— TASK DESCRIPTION —
An exact copy of every record is the required answer.
DATASET RECORDS Block Start
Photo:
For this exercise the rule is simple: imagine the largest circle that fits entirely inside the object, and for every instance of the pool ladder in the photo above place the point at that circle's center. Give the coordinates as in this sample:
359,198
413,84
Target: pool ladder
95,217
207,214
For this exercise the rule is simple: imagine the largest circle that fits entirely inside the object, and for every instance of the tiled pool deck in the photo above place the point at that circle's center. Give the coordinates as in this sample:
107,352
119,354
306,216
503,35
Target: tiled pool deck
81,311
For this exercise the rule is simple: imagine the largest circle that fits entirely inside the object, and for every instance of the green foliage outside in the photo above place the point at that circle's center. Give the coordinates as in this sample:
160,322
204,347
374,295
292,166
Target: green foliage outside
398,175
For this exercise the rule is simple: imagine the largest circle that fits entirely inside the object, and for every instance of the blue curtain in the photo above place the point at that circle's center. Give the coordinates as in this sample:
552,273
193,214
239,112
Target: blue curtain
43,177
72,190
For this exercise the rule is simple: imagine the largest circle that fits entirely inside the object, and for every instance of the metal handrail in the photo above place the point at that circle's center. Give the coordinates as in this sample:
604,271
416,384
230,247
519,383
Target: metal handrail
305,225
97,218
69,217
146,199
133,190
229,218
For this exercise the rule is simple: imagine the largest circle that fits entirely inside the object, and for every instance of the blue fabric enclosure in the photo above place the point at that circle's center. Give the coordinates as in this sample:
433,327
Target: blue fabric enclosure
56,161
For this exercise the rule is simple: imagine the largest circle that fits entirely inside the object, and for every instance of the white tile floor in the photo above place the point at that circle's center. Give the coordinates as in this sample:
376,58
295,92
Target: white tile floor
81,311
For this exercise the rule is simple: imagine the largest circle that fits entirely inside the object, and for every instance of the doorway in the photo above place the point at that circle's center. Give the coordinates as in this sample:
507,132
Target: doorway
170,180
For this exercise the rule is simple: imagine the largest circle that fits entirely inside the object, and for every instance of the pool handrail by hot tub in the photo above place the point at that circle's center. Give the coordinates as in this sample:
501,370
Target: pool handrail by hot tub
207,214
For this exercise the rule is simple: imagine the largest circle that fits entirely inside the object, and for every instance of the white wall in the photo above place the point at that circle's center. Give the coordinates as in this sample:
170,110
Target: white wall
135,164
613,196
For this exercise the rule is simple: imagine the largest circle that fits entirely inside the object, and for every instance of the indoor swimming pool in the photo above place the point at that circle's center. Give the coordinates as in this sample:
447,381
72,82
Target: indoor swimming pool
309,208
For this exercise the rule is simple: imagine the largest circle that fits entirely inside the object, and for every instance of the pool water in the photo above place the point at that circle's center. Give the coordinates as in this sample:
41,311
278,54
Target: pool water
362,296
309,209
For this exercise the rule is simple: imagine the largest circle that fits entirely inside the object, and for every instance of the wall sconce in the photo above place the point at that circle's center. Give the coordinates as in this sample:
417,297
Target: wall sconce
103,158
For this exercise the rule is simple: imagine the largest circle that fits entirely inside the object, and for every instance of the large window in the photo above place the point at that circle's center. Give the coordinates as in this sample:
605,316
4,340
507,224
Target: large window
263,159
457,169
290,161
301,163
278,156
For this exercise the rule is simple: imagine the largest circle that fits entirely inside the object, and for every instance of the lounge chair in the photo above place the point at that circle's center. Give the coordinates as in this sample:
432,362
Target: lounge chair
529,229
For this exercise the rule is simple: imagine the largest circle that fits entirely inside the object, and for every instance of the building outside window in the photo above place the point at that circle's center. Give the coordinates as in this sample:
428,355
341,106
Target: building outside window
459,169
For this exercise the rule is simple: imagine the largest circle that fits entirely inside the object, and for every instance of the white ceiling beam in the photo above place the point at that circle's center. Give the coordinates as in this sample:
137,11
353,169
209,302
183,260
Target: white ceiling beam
DATASET RECORDS Block End
— YOUR RESPONSE —
Photo:
For this exercise the rule is simple: imagine the largest circle that fits entirely inside the object, and for every instance of the pool ladder in the photo above place the point at that circle's center. Give the coordinates as in this sample:
359,198
413,84
Target: pool ladder
95,217
207,214
For this exercise the rule is simple: imagine the largest circle that fits entirely inside the object, and for every instance of the tiled pool deck in the photo above place the point at that circle's center. Give the coordinates as in this sample:
107,352
119,354
306,216
503,35
Target: tiled pool deck
81,311
For this exercise the rule is simple: imagine the largest circle that fits entirely inside the object, and for every instance of the green foliage outside in the photo above place the point at that circle's center. Give the coordinates as in this sample:
160,322
204,347
374,295
292,166
Target: green foliage outside
398,175
For this exercise the rule is simple: imagine the largest circle that fits entirely inside the object, and for every instance of the blue curtain in the photo above place the point at that circle's center. Give the coordinates as in this sample:
552,273
193,214
239,112
Target: blue curtain
43,177
72,190
For this exercise the rule is simple: imagine the largest circle that fits entirely inside the object, and for every instance of the metal handrail in the photo above place the point at that circle's center. Give the coordinates as in this sample:
604,271
416,384
230,247
519,383
Target: metal handrail
305,225
97,218
69,217
146,199
133,190
229,218
For this exercise the rule is simple: imagine the largest circle that fits entirely inside the object, and for every instance of the blue fabric enclosure in the photo above place the point at that circle's center. Give the coordinates as in this sample:
433,327
Target: blue fabric enclosure
56,161
For this exercise the rule is simple: imagine the largest circle that fits entirely inside the object, and for every instance of the white tile floor in the photo above place the point at that circle's center. Give the coordinates as in this sample:
376,58
295,92
Target: white tile floor
81,311
For this exercise the rule is simple: imagine the largest circle that fits entirely inside the object, and for every instance of the doorway in the photo above place the point at that circle's center. Give the coordinates as in this sample:
507,132
Target: doorway
170,180
For this exercise the rule is simple: imagine the largest circle that fits entirely inside the object, and for every instance of the pool handrail by hot tub in the photo above place the point at that circle's center. Give the coordinates as in this sample:
501,370
Target: pool handrail by hot tub
207,214
For this exercise the rule is simple: imagine the largest circle that fits entirely inside the object, and for every instance of the white wall in the photo above place the point at that circle's center. Give the coordinates as in this sample:
170,110
Target: white wall
135,164
613,196
For this exercise the rule is simple: imagine the largest circle that fits entirely inside the object, and for every instance of the indoor swimming pool in the photo above place the point at that circle's center. Give the coordinates as in this sample:
447,381
72,82
Target: indoor swimming pool
309,208
For this exercise the rule is simple: imagine the largest circle that fits entirely inside the object, and for every instance of the pool water in the photo above place the point at that circle's center. Give the coordinates as in this sample:
41,311
278,54
Target: pool water
362,296
309,209
For this exercise the rule is simple: imagine the largest circle that fits entirely inside the object, and for every instance of the wall sconce in the photo above place the point at that circle's center. Give the coordinates as in this sample:
417,297
Target: wall sconce
103,158
For this exercise the rule is simple: imagine the largest circle that fits entirely inside the object, and for every instance of the large window in the photo above place the point at that circle's center. Give the coordinates as in this sample:
605,316
4,340
507,224
Target: large window
263,159
457,169
290,161
301,163
278,156
For this exercise the rule is simple: imagine the largest circle that fits entirely inside the object, and for every instance of the lounge chair in the photo above place the point at that circle's center. Give the coordinates as in this sample:
432,362
Target: lounge chair
529,229
For this exercise the rule is simple: imagine the largest circle that fits entirely inside the object, and for every instance of the building outside window in the photo above place the point at that circle's center. Give the coordinates as in this sample:
428,355
341,106
Target: building outside window
459,169
For this exercise the rule is simple: imagine the largest circle that fits entirely inside the object, and for every instance of the white ceiling beam in the photo above place the point at that circle's center. Give the coordinates as in this sample:
137,11
353,169
209,302
183,260
Target: white ceiling beam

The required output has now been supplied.